--- start of THE INPUT ---

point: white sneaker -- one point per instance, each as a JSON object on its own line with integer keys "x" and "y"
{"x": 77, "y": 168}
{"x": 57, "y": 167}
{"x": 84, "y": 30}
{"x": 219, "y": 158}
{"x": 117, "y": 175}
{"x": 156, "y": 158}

--- end of THE INPUT ---

### TASK TO COMPLETE
Please copy all of the data above, keeping every line unchanged.

### SOLUTION TO THE PROBLEM
point: white sneaker -- one point per instance, each as a JSON object on its own line with integer keys "x" and "y"
{"x": 77, "y": 168}
{"x": 57, "y": 167}
{"x": 84, "y": 30}
{"x": 219, "y": 158}
{"x": 117, "y": 175}
{"x": 156, "y": 158}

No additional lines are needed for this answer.